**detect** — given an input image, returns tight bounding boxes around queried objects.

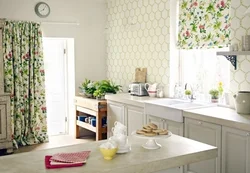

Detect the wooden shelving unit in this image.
[75,96,107,141]
[217,51,250,70]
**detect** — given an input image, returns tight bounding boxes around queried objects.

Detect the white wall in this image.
[0,0,107,90]
[230,0,250,93]
[106,0,171,96]
[0,0,107,136]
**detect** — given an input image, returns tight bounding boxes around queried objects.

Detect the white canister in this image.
[242,35,250,51]
[233,91,250,115]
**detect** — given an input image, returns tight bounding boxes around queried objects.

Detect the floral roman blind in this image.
[178,0,231,49]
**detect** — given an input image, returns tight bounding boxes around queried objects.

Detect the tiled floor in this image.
[0,135,95,156]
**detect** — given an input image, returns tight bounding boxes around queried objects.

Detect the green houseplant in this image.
[79,79,122,99]
[209,89,219,103]
[93,80,122,99]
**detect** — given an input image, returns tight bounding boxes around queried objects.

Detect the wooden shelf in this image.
[216,51,250,70]
[75,96,107,141]
[77,120,96,133]
[217,51,250,56]
[76,120,107,134]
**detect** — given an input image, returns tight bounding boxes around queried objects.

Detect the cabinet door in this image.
[127,105,144,135]
[107,101,125,137]
[222,126,250,173]
[153,168,181,173]
[184,118,221,173]
[146,115,164,129]
[164,119,183,136]
[0,104,7,140]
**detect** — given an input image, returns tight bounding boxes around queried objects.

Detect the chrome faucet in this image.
[184,83,195,102]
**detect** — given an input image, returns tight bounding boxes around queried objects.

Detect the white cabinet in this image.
[184,118,221,173]
[0,21,13,154]
[127,105,144,135]
[146,114,165,130]
[0,94,13,153]
[107,101,125,137]
[107,101,144,137]
[147,115,183,136]
[154,168,181,173]
[0,20,4,93]
[222,126,250,173]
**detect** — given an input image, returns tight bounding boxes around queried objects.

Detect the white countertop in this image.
[105,93,250,131]
[0,135,217,173]
[184,107,250,131]
[105,93,160,107]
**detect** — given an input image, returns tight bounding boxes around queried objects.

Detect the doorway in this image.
[43,38,69,136]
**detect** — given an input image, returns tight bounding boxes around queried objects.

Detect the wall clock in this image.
[35,2,50,18]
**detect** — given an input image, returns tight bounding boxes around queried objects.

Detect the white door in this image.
[184,118,221,173]
[222,126,250,173]
[127,105,144,135]
[107,101,125,137]
[43,38,68,136]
════════════════
Goal of the exercise:
For each entry, copy the text exactly and leave out any image it carries.

Result:
**detect** — given an input image, returns tight bounding boxes around queried objects.


Detect the wooden shelving unit in this image.
[75,96,107,141]
[217,51,250,70]
**detect** — given an input image, returns tight bounding boxes around queried objects.

Detect the white wall in this image.
[0,0,107,90]
[230,0,250,93]
[106,0,171,96]
[0,0,107,136]
**detect** — given an input image, returns tight bounding boxes around queried objects.

Detect the white canister in this image.
[242,35,250,51]
[233,91,250,115]
**detect** — given an input image, returns tight bounding boxes around queried objects.

Detect the floral roman blind in this image.
[178,0,231,49]
**detect** — given an input image, returns tight bounding boxes around queried objects.

Detect the tiled floor in this image.
[0,135,95,156]
**detect** — given an input image, returns tight bounding boxes around queried objects.

Detect the green houseplant in this image.
[79,79,122,99]
[209,89,219,103]
[93,80,122,99]
**detect** — given an input image, returns tight bounding boxes around queried objects.

Detect the wooden shelf in this image.
[216,51,250,70]
[75,96,107,141]
[77,120,96,133]
[217,51,250,56]
[76,120,107,134]
**detect** — given an input image, returns tight bounding boxes around queried objects.

Detect the cabinet door in this image.
[127,105,144,135]
[107,101,125,137]
[222,126,250,173]
[153,168,181,173]
[184,118,221,173]
[146,115,164,129]
[164,119,183,136]
[0,104,7,140]
**detect** — given an input image, returns tight bounding boxes around queried objects.

Detect the chrome faucet in this image.
[184,83,195,102]
**detect** — given an input image, returns tight bounding boxes around queried objects.

Detect the white cabinet in this image.
[184,118,221,173]
[0,21,13,154]
[127,105,144,135]
[146,114,165,130]
[0,94,13,153]
[107,101,125,137]
[107,101,144,137]
[147,115,183,136]
[154,168,181,173]
[0,20,4,93]
[222,126,250,173]
**detect** — given an input image, returns tight bounding boxes around queried objects.

Detect the white countertop in this image.
[105,93,250,131]
[0,135,217,173]
[184,107,250,131]
[105,93,160,107]
**detect** — given an input image, returns tight bounding boxes around queried objects.

Detect the doorway in this image.
[43,38,69,136]
**detect** — given an input image, returns tight bounding boxes around queried objects.

Detect the wall clock in this image.
[35,2,50,18]
**detect** — given an input image, returns tight bounding boxes around queried objects.

Detect the white door in this image.
[184,118,221,173]
[222,126,250,173]
[127,105,144,135]
[107,101,125,137]
[43,38,68,136]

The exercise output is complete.